## [Job]
Rewrite the data below with every instance of "own outline" changed to "separate outline". Leave all other text as it is.

(Outline annotation records)
+ + +

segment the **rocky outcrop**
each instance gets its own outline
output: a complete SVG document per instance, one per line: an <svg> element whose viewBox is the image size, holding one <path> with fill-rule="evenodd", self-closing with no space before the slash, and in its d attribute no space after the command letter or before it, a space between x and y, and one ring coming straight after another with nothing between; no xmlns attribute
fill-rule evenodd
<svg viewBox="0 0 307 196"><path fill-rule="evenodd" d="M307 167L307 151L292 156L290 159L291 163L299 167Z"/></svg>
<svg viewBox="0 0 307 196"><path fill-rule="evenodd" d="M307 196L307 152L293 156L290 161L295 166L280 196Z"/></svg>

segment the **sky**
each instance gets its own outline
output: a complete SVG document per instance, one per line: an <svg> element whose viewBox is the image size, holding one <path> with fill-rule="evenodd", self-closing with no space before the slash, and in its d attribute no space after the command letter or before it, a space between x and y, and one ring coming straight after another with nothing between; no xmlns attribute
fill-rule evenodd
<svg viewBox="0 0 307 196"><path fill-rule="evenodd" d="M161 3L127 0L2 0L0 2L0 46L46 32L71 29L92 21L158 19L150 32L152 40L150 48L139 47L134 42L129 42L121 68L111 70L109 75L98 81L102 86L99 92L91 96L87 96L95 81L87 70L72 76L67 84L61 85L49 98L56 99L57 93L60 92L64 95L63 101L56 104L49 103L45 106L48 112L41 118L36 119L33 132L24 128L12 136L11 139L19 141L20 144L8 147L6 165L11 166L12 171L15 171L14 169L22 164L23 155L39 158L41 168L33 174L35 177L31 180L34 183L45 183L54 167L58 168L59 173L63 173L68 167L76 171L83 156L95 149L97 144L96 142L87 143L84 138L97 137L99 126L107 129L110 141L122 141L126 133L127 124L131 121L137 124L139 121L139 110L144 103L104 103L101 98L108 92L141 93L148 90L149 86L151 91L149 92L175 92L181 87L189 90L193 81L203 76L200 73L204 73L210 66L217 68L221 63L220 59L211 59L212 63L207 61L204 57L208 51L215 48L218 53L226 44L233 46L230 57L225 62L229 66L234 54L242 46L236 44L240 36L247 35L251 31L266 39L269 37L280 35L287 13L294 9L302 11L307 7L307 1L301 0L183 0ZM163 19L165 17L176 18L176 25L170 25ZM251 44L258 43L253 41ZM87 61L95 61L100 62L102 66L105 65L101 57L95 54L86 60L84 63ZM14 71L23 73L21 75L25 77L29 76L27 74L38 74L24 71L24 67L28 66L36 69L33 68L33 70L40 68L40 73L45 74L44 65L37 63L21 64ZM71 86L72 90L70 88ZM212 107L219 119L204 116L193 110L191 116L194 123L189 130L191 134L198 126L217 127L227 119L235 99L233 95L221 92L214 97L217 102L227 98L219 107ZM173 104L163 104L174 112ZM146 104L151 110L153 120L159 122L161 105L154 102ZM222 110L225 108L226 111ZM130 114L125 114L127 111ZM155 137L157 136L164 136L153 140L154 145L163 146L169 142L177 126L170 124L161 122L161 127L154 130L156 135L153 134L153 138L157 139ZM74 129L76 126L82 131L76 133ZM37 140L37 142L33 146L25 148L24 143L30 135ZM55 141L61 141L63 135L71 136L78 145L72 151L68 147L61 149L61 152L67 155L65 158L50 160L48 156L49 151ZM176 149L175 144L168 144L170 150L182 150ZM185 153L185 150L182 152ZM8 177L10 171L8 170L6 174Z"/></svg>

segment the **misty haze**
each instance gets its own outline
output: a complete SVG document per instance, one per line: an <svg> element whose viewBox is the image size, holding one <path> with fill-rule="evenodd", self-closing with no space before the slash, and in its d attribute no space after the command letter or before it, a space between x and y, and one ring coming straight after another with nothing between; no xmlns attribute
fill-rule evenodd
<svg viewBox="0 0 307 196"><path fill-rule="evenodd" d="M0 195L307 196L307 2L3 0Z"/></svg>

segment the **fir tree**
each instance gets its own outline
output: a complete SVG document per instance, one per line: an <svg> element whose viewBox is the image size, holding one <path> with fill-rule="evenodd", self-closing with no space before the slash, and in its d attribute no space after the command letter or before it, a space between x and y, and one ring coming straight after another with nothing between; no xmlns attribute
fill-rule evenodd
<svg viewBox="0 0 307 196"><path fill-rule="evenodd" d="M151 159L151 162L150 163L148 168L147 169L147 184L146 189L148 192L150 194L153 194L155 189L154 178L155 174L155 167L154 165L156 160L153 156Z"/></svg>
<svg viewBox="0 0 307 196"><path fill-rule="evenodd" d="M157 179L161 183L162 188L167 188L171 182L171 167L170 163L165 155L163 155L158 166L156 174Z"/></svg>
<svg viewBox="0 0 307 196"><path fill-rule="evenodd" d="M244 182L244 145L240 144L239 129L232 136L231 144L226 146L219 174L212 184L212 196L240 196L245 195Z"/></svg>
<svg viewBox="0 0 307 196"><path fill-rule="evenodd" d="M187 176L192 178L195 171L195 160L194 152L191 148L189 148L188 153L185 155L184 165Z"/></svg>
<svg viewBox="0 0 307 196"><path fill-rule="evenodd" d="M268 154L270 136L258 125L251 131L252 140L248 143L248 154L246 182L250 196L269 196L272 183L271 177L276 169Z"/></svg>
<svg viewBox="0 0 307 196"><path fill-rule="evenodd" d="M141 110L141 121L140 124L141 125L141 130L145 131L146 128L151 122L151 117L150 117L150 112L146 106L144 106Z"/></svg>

+ + +

## [Output of the exercise]
segment the **rocky outcrop**
each instance gets its separate outline
output: a complete SVG document per instance, one per line: an <svg> element whose viewBox is the image size, holding one <path> with fill-rule="evenodd", self-closing with no space before the slash, and in its d attribute no space after the command letter or before it, a space between x and y, and one ring coming straight after another with nothing between; no xmlns attribute
fill-rule evenodd
<svg viewBox="0 0 307 196"><path fill-rule="evenodd" d="M307 167L307 151L292 156L290 159L291 163L299 167Z"/></svg>
<svg viewBox="0 0 307 196"><path fill-rule="evenodd" d="M307 196L307 152L293 156L290 161L295 166L280 196Z"/></svg>

segment the **sky**
each instance gets its separate outline
output: a complete SVG document per instance, one per line: an <svg> element whose viewBox is the image size, holding one <path> with fill-rule="evenodd", self-closing with no space before the slash, and in its d attribute no space after the command letter or before it, a space between x and y, and one ring coming straight after another with nothing between; no xmlns attribute
fill-rule evenodd
<svg viewBox="0 0 307 196"><path fill-rule="evenodd" d="M161 3L127 0L2 0L0 2L0 46L46 32L71 29L92 21L158 19L150 32L152 40L150 48L139 47L134 42L129 42L121 68L111 70L109 75L98 81L102 86L99 92L91 96L87 96L95 81L87 70L72 76L67 84L61 85L49 98L56 99L57 93L60 92L64 95L63 101L56 104L49 103L45 106L48 112L41 118L36 119L33 132L24 128L12 136L11 139L19 141L20 144L8 147L6 165L11 166L12 171L15 171L14 169L22 164L23 155L39 158L41 168L33 174L35 177L31 180L34 183L45 183L54 167L58 168L59 173L63 173L68 167L76 171L83 156L95 149L97 144L96 142L87 143L84 138L97 137L99 126L107 129L110 141L122 141L126 133L127 124L131 121L137 124L139 121L139 110L144 103L104 103L101 98L108 92L141 93L148 90L149 86L151 91L149 92L175 92L181 87L189 90L193 81L203 76L200 73L204 73L210 66L217 68L221 63L220 59L211 59L212 63L207 61L204 57L208 51L215 48L218 53L226 44L233 46L230 57L225 62L229 66L234 54L242 46L236 44L240 36L247 35L251 31L266 39L269 37L280 35L287 13L294 9L302 11L307 7L307 1L301 0L183 0ZM163 19L165 17L176 18L176 25L170 25ZM251 44L258 43L253 41ZM87 61L95 61L100 62L102 66L105 65L101 57L95 54L86 60L84 63ZM14 71L23 73L21 75L25 77L29 76L27 74L38 74L24 71L24 67L28 66L36 69L33 68L33 70L40 68L40 73L45 74L44 65L37 63L21 64ZM71 86L72 90L70 88ZM212 107L219 119L204 116L193 110L191 116L194 123L189 130L191 134L198 126L217 127L227 119L235 99L233 95L221 92L214 97L217 102L227 98L219 107ZM173 104L163 104L174 112ZM146 104L151 110L153 120L159 122L161 105L154 102ZM222 110L225 108L226 111ZM130 114L125 114L127 111ZM155 137L157 136L164 136L153 140L154 145L163 146L169 142L177 126L170 124L161 122L161 127L154 130L156 135L153 134L153 138L157 139ZM74 129L76 126L82 131L76 133ZM37 140L37 142L33 146L25 148L24 143L30 135ZM55 141L61 141L63 135L71 136L78 145L72 151L68 147L61 149L61 152L67 155L65 158L50 160L48 156L49 151ZM176 149L175 144L168 144L170 150L182 150ZM185 153L185 150L182 152ZM8 177L10 171L8 170L6 174Z"/></svg>

segment the **misty haze**
each instance gets its separate outline
output: a complete SVG document per instance, one per line: an <svg> element whose viewBox is the image size, holding one <path> with fill-rule="evenodd", self-closing with no space before the slash, and in its d attribute no space after the command letter or before it, a space between x and y, and one ring coming straight after another with nothing between; no xmlns attribute
fill-rule evenodd
<svg viewBox="0 0 307 196"><path fill-rule="evenodd" d="M0 195L307 196L307 2L3 0Z"/></svg>

segment the **fir tree**
each instance gets its separate outline
output: a complete SVG document per instance, one per line: an <svg> element whose viewBox is the image size, holding one <path> with fill-rule="evenodd", self-closing with no space before the slash, and in its d attribute no space after the command letter or before it, a space between x and y, and one ring coming straight after another with nothing between; no xmlns attribute
fill-rule evenodd
<svg viewBox="0 0 307 196"><path fill-rule="evenodd" d="M151 159L151 162L150 163L148 168L147 169L147 184L146 189L148 192L150 194L153 194L155 189L154 178L155 174L155 167L154 165L156 160L153 156Z"/></svg>
<svg viewBox="0 0 307 196"><path fill-rule="evenodd" d="M157 179L161 183L162 188L167 188L171 182L171 167L170 163L165 155L163 155L158 166L156 174Z"/></svg>
<svg viewBox="0 0 307 196"><path fill-rule="evenodd" d="M244 182L244 145L240 144L239 129L232 136L231 144L226 146L219 174L212 184L212 196L240 196L245 195Z"/></svg>
<svg viewBox="0 0 307 196"><path fill-rule="evenodd" d="M187 176L192 178L195 171L195 160L194 152L191 148L189 148L188 153L185 155L184 165Z"/></svg>
<svg viewBox="0 0 307 196"><path fill-rule="evenodd" d="M268 154L270 136L258 125L251 131L252 140L248 143L248 154L246 182L250 196L269 196L272 183L271 177L276 169Z"/></svg>
<svg viewBox="0 0 307 196"><path fill-rule="evenodd" d="M141 110L141 121L140 124L141 125L141 130L145 131L146 128L151 122L151 117L150 117L150 112L146 106L144 106Z"/></svg>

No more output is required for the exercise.